# INFORMATION SUPPLIED
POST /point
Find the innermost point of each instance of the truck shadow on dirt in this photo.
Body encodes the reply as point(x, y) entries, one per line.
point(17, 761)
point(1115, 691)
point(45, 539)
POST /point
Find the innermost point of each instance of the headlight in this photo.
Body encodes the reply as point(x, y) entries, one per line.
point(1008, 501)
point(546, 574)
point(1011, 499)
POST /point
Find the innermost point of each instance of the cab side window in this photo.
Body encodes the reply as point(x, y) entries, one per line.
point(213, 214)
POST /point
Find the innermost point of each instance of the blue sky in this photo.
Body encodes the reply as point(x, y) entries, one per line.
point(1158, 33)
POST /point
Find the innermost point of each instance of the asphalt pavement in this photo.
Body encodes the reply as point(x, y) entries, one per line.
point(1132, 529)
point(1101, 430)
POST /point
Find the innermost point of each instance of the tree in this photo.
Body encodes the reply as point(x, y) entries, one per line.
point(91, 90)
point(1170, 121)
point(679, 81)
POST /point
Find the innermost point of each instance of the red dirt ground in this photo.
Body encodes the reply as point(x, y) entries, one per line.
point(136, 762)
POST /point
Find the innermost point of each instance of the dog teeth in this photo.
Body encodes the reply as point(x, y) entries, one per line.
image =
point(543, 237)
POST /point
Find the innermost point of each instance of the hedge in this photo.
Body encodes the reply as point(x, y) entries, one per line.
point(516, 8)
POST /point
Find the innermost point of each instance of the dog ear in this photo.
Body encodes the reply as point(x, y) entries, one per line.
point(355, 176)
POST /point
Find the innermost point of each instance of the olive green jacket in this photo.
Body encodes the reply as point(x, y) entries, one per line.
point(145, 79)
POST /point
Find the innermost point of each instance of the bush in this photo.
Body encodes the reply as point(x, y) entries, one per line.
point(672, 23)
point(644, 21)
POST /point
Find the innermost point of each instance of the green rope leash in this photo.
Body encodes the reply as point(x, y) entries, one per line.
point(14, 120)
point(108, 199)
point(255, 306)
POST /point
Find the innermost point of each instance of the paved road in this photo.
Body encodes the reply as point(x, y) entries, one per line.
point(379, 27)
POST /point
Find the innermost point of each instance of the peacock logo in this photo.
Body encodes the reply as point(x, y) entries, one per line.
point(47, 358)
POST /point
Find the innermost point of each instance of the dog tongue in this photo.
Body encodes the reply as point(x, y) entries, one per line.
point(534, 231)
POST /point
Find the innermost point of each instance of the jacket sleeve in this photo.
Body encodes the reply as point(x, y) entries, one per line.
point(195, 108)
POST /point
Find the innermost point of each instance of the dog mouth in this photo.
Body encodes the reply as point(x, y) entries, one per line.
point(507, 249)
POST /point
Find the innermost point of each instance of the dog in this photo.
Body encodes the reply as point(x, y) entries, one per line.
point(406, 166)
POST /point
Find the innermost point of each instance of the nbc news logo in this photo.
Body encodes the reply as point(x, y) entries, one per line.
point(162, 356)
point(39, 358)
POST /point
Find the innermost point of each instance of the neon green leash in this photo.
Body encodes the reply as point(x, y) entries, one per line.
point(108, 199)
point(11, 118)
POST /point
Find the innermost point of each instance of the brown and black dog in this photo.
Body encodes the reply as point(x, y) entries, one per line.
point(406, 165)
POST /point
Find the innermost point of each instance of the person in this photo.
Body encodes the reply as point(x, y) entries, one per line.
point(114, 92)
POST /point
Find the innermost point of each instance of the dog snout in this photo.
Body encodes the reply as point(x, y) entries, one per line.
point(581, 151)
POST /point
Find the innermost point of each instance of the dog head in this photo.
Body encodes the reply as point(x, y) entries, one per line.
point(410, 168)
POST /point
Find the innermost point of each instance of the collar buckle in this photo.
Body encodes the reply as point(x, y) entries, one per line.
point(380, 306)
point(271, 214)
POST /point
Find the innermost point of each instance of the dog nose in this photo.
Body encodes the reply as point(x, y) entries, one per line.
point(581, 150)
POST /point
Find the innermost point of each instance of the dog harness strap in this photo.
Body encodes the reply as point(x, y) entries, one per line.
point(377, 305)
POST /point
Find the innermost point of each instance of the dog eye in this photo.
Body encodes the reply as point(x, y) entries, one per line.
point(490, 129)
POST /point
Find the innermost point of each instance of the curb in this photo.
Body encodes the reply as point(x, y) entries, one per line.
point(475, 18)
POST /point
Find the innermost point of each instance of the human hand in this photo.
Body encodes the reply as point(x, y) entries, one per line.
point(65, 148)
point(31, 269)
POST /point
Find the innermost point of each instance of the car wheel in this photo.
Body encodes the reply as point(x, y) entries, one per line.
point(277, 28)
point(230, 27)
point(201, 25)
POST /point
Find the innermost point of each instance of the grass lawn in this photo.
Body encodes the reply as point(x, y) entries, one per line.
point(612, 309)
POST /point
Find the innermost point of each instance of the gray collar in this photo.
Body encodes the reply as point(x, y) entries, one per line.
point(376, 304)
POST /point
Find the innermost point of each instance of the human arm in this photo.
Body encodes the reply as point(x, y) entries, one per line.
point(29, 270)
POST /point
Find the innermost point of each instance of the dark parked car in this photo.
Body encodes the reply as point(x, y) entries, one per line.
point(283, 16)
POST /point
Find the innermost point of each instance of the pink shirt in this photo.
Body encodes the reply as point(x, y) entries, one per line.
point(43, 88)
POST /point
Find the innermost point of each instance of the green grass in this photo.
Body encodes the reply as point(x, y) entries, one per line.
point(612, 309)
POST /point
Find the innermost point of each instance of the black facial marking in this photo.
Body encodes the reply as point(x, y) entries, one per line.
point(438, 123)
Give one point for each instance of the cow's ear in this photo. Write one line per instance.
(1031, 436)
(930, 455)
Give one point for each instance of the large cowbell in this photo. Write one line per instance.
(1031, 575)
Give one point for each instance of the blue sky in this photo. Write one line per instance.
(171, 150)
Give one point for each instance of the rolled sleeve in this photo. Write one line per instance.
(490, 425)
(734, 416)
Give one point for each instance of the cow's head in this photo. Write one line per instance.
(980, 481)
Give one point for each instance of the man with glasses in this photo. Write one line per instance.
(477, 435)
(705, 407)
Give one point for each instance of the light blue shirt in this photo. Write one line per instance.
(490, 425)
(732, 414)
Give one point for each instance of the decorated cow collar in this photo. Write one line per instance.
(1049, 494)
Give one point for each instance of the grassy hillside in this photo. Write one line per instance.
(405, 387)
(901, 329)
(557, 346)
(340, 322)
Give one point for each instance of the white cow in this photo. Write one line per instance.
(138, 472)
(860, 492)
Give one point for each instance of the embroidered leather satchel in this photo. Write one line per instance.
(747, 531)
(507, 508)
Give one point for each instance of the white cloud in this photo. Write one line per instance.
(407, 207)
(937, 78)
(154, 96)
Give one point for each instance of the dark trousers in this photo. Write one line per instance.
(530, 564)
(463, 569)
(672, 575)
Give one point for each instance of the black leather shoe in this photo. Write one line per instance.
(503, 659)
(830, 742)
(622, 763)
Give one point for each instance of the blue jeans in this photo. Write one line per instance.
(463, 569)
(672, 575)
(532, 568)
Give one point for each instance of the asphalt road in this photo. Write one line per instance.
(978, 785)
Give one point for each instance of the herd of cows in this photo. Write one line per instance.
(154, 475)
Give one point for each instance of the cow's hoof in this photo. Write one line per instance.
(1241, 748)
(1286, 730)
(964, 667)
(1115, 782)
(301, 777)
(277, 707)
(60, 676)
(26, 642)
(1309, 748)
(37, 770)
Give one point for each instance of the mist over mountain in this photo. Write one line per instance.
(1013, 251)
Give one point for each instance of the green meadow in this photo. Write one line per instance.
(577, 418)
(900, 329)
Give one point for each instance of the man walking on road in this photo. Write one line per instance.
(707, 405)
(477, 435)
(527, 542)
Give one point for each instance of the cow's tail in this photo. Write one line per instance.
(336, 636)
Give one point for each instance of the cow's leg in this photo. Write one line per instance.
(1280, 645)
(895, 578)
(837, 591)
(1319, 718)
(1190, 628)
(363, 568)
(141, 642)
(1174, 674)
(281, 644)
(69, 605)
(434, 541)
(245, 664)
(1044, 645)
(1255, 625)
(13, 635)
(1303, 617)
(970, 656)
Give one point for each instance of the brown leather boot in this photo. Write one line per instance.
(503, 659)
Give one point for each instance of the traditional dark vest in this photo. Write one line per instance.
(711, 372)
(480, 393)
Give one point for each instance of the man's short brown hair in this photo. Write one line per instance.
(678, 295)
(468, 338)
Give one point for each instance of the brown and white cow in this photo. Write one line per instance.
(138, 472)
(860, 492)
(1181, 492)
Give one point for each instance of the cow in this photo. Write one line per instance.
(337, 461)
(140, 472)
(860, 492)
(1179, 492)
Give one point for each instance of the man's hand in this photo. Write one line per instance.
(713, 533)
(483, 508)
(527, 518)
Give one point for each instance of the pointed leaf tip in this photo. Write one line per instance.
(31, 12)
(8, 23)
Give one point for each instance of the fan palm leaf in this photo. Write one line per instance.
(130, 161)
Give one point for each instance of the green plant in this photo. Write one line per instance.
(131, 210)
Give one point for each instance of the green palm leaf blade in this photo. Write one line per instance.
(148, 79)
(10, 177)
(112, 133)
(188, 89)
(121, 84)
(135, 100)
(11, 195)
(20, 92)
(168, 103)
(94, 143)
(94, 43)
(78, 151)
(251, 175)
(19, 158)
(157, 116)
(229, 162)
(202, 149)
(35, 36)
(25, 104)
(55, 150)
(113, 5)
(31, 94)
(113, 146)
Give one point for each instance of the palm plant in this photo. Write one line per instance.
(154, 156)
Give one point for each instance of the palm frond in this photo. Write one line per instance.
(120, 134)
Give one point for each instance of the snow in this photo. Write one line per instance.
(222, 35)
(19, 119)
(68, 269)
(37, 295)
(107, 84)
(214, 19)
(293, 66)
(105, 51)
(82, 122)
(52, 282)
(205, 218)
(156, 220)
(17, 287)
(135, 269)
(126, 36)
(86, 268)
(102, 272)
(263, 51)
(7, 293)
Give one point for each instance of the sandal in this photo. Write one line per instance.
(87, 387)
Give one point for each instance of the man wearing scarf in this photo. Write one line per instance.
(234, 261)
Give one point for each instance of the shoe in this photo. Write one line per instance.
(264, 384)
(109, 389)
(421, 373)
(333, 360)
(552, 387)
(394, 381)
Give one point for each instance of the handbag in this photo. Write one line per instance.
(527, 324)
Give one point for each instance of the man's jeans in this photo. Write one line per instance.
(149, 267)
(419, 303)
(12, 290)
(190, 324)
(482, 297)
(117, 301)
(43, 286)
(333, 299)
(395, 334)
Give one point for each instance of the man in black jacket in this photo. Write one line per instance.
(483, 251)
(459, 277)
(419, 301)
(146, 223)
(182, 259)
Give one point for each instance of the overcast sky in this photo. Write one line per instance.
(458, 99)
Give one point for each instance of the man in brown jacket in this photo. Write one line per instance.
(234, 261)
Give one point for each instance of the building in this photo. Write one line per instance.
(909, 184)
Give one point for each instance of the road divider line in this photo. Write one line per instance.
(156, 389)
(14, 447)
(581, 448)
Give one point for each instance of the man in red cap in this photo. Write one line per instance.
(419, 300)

# EXERCISE DETAILS
Repeat only the lines above, from the first line of the entries through the line that contains "Find the innermost point of each instance of the headlight", including both ends.

# SOLUTION BELOW
POST /point
Find the innermost point of each instance of the truck shadow on dirt in this photo.
Body encodes the reply as point(x, y) entries, one per line.
point(17, 761)
point(1115, 691)
point(45, 539)
POST /point
Find the innermost point of each instance of the headlight in this photo.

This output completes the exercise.